Are sports supplements necessary?

By Jen Rawson, RD

Running seems like such a simple sport, all you need is a pair of running shoes and you can go. But upon visiting your local sports store to get your running shoes, you may have noticed an entire section dedicated to sports nutrition and supplements. Between the powders, gels, drinks, and gummies you may find yourself feeling overwhelmed and wondering about the effectiveness of these products or what impact they will have on your own running performance. So let’s break down the categories and determine who they are necessary for.

Gels/Sport Beans/Gummies 

Carbohydrates are our muscles preferred fuel source during exercise. Our body can store carbohydrates in a form called glycogen but this supply is limited and lasts only for about 90 minutes of moderate physical activity. For that reason, once a person is running longer than 90 minutes, they need to supplement with carbohydrates in order to maximize their functioning and performance.

It is recommended to consume 30-60g carbohydrate per hour when running will exceed 90 minutes. Gels, sport beans, and gummies contain quick digesting sources of carbohydrates in a convenient package and are therefore favoured by a lot of runners. However, real food can also be used for the same purpose. Dates, raisins, boiled potatoes, and fig cookies are often well tolerated and convenient options for runners.


Electrolytes

During exercise, electrolytes and water are lost via sweat. Taking electrolytes with water can speed up the process of rehydration post workout and ensure adequate hydration during a workout.

The need for electrolyte replacement depends upon sweat rates, which vary individually and are increased during longer interval activities and high temperatures.  Precise sweat rates can be calculated by weighing pre and post activity and converting weight loss into sweat losses. However, this process is rarely needed for the recreational runner. Instead, a person can determine if they need electrolyte replacement if they fit into at least one of the following categories:

  1. Salty sweater (look for white salt streaks on body or clothes post run)
  2. Long duration running (greater than 90 minutes)
  3. High temperature running
  4. Experiencing symptoms of electrolyte deficiency such as cramps or dizziness

Once you’ve established whether or not you require electrolytes, there are two types to choose from, sugar-containing (Gatorade & Powerade) and non-sugar containing (salt tablets & NUUN). Sugar-containing supplements are best used during endurance running as they provide electrolyte replacement and the carbohydrate fuel required. Non-sugar electrolytes are best for post-run rehydration as a runner can replace carbohydrates via food rather than taking in unnecessary sugar. Non-sugar based electrolytes are also good for endurance runners who require electrolyte replacement during the run but prefer other carbohydrate sources for fuel such as gels, gummies, or real food.

Items drawn from a dataset:

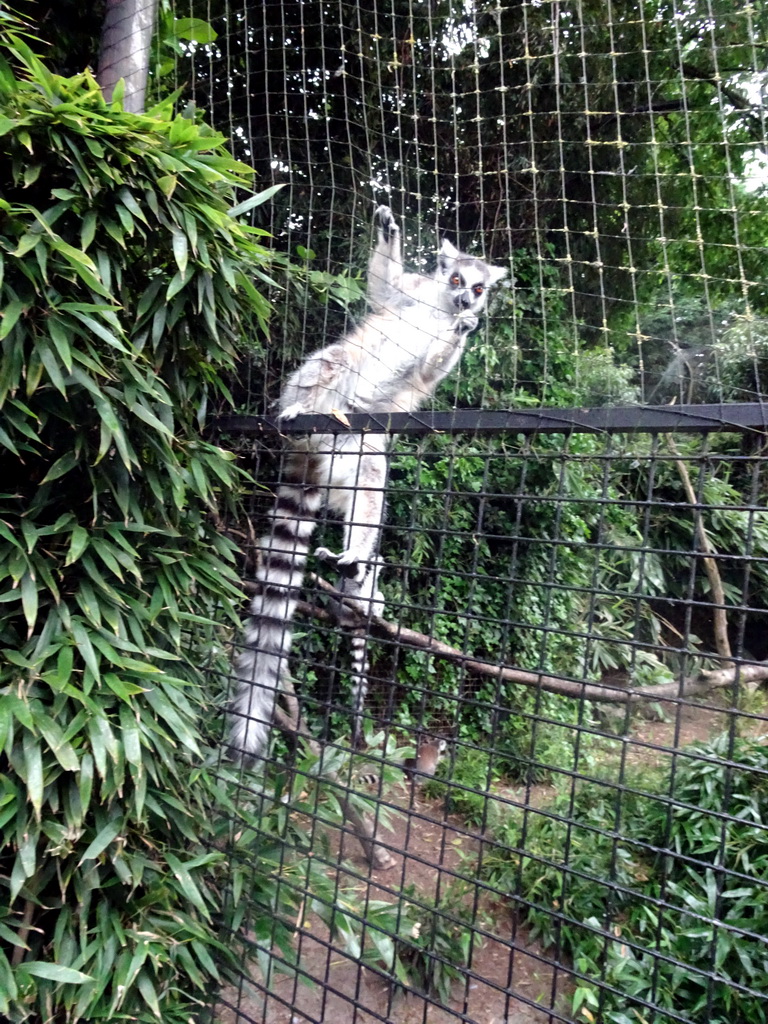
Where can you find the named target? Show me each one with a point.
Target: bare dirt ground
(511, 980)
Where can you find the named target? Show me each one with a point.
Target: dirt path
(510, 979)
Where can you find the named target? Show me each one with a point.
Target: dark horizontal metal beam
(622, 419)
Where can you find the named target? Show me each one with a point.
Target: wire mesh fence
(557, 808)
(562, 754)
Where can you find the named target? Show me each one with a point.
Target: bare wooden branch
(290, 721)
(720, 617)
(347, 615)
(690, 686)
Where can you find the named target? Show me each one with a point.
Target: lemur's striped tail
(260, 667)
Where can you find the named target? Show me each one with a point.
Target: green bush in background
(124, 281)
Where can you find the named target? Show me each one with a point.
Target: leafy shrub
(678, 930)
(125, 284)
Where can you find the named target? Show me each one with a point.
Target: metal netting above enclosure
(563, 772)
(612, 155)
(501, 742)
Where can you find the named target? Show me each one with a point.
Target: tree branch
(711, 566)
(346, 615)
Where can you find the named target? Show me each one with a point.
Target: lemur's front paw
(466, 323)
(292, 412)
(348, 562)
(386, 222)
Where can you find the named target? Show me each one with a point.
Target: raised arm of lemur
(411, 339)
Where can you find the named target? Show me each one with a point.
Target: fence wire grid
(559, 811)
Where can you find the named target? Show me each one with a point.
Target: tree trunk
(126, 38)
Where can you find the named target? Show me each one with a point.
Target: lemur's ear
(446, 255)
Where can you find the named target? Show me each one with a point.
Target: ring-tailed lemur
(392, 361)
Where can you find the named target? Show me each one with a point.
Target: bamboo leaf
(180, 250)
(78, 544)
(55, 972)
(99, 843)
(33, 772)
(29, 601)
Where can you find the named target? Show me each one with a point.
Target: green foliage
(124, 284)
(424, 943)
(652, 924)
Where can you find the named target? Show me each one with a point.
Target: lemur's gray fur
(392, 361)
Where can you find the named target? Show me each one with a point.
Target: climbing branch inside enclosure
(565, 685)
(499, 720)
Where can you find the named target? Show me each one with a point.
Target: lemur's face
(467, 280)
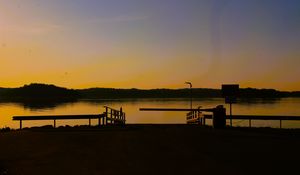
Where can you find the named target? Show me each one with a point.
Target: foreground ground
(149, 149)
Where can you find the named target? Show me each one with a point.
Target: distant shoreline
(44, 92)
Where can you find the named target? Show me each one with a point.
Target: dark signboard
(230, 92)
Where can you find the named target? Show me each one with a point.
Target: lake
(283, 106)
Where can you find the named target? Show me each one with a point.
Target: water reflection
(284, 106)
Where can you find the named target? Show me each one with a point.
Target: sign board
(230, 92)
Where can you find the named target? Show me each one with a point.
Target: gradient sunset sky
(150, 43)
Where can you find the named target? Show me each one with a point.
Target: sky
(150, 43)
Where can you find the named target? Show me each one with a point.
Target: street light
(189, 83)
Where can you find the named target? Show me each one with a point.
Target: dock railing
(250, 118)
(109, 117)
(195, 117)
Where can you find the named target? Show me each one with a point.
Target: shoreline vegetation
(52, 93)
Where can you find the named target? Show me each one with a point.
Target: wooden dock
(109, 117)
(257, 117)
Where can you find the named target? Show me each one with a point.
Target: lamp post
(189, 83)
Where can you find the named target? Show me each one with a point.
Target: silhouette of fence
(109, 117)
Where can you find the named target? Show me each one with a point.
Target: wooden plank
(58, 117)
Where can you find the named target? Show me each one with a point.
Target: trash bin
(219, 117)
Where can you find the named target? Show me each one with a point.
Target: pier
(219, 117)
(109, 117)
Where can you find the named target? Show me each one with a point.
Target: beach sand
(149, 149)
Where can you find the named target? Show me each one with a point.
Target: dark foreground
(149, 149)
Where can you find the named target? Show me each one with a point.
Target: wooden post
(280, 124)
(230, 114)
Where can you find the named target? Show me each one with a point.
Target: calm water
(284, 106)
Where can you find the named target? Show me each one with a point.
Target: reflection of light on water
(287, 106)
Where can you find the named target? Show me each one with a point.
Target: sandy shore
(149, 149)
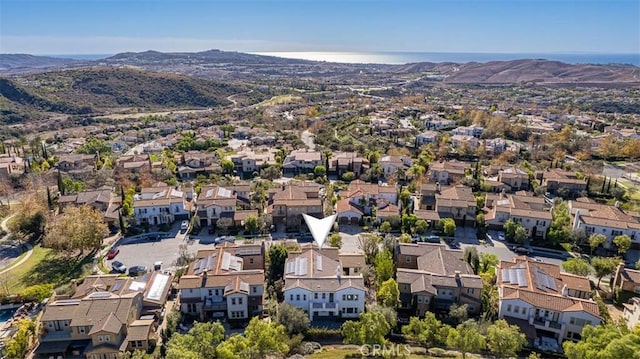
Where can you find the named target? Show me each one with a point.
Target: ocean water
(398, 58)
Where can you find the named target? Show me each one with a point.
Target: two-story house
(531, 212)
(432, 278)
(76, 165)
(162, 204)
(194, 163)
(215, 202)
(447, 172)
(392, 164)
(457, 202)
(549, 306)
(102, 200)
(338, 163)
(301, 161)
(287, 203)
(554, 179)
(611, 221)
(11, 165)
(100, 325)
(227, 281)
(315, 281)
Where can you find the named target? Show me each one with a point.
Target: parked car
(113, 252)
(118, 267)
(138, 270)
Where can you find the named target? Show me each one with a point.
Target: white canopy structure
(319, 227)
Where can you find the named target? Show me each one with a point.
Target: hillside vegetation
(92, 90)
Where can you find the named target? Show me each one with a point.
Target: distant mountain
(13, 62)
(539, 71)
(88, 90)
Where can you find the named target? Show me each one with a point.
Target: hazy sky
(510, 26)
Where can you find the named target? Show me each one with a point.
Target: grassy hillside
(91, 90)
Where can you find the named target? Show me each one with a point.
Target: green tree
(520, 235)
(335, 240)
(388, 294)
(488, 263)
(428, 332)
(319, 171)
(448, 226)
(79, 228)
(370, 329)
(404, 238)
(466, 338)
(604, 266)
(623, 242)
(385, 227)
(577, 266)
(17, 346)
(459, 313)
(596, 240)
(505, 340)
(199, 342)
(277, 257)
(421, 226)
(383, 264)
(606, 341)
(294, 319)
(252, 224)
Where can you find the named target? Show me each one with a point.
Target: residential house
(531, 212)
(102, 200)
(432, 278)
(194, 163)
(611, 221)
(626, 280)
(287, 203)
(163, 204)
(473, 131)
(447, 172)
(215, 202)
(341, 162)
(134, 164)
(437, 123)
(549, 306)
(100, 325)
(457, 202)
(301, 161)
(11, 165)
(426, 138)
(554, 179)
(249, 161)
(316, 283)
(393, 164)
(226, 281)
(631, 312)
(77, 166)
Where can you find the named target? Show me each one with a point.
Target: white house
(162, 205)
(547, 305)
(315, 283)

Activities:
1: For each of statements (a), (b) and (c), say whether it agrees with the text on sports supplements, answering yes or no and quoting the deciding words of the text. (a) Stored glycogen lasts for about 90 minutes of moderate physical activity. (b) Calculating precise sweat rates is often needed for the recreational runner. (c) Dates and raisins are given as real-food options for runners.
2: Rewrite the text on sports supplements from "3. High temperature" up to and including "or real food.", changing "salt tablets" to "electrolyte tablets".

Responses to the tasks:
1:
(a) Yes: "this supply is limited and lasts only for about 90 minutes of moderate physical activity"
(b) No: "this process is rarely needed for the recreational runner"
(c) Yes: "Dates, raisins, boiled potatoes, and fig cookies are often well tolerated and convenient options for runners"

2:
3. High temperature running
  4. Experiencing symptoms of electrolyte deficiency such as cramps or dizziness

Once you’ve established whether or not you require electrolytes, there are two types to choose from, sugar-containing (Gatorade & Powerade) and non-sugar containing (electrolyte tablets & NUUN). Sugar-containing supplements are best used during endurance running as they provide electrolyte replacement and the carbohydrate fuel required. Non-sugar electrolytes are best for post-run rehydration as a runner can replace carbohydrates via food rather than taking in unnecessary sugar. Non-sugar based electrolytes are also good for endurance runners who require electrolyte replacement during the run but prefer other carbohydrate sources for fuel such as gels, gummies, or real food.